* Exercise description
Your output must be the line containing "Study the photograph above. For every instance of the weather" followed by every later line in the entries below, all copied exactly.

* Raw data
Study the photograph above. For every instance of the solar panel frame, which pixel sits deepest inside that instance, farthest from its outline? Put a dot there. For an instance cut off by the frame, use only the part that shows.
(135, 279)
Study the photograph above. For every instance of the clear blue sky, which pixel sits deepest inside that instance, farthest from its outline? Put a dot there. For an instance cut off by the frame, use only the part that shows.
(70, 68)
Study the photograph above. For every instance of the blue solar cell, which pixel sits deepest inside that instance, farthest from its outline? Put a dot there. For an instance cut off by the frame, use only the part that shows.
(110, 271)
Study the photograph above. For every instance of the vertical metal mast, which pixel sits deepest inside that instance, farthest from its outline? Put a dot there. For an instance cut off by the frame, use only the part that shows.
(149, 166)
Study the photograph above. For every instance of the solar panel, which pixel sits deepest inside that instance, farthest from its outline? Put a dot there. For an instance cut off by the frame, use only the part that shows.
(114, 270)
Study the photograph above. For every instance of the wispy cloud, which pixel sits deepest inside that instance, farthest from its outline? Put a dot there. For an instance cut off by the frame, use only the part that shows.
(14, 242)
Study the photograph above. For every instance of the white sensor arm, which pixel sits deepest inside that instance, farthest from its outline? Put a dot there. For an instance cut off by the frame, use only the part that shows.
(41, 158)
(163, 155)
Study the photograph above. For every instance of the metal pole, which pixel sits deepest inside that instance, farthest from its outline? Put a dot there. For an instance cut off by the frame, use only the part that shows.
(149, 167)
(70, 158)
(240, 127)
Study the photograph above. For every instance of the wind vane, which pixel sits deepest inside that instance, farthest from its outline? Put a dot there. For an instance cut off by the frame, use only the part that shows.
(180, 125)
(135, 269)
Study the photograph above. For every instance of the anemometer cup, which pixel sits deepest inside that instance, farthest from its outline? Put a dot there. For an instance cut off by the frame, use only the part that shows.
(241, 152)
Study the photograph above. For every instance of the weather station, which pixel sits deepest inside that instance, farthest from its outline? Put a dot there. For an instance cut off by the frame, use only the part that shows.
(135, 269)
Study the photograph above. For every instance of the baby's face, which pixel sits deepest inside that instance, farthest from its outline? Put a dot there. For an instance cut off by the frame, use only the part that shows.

* Answer
Study the photograph above. For every instance of the weather station, which pixel sits deepest inside that instance, farthest from its outline? Put a dot there. For an instance cut off by the frame, use only the part that shows.
(135, 269)
Study the photograph above. For every instance of the baby's face, which pixel sits deepest inside that instance, farthest from its outline? Put a dot there. For an instance cut off by the frame, use only the part that shows.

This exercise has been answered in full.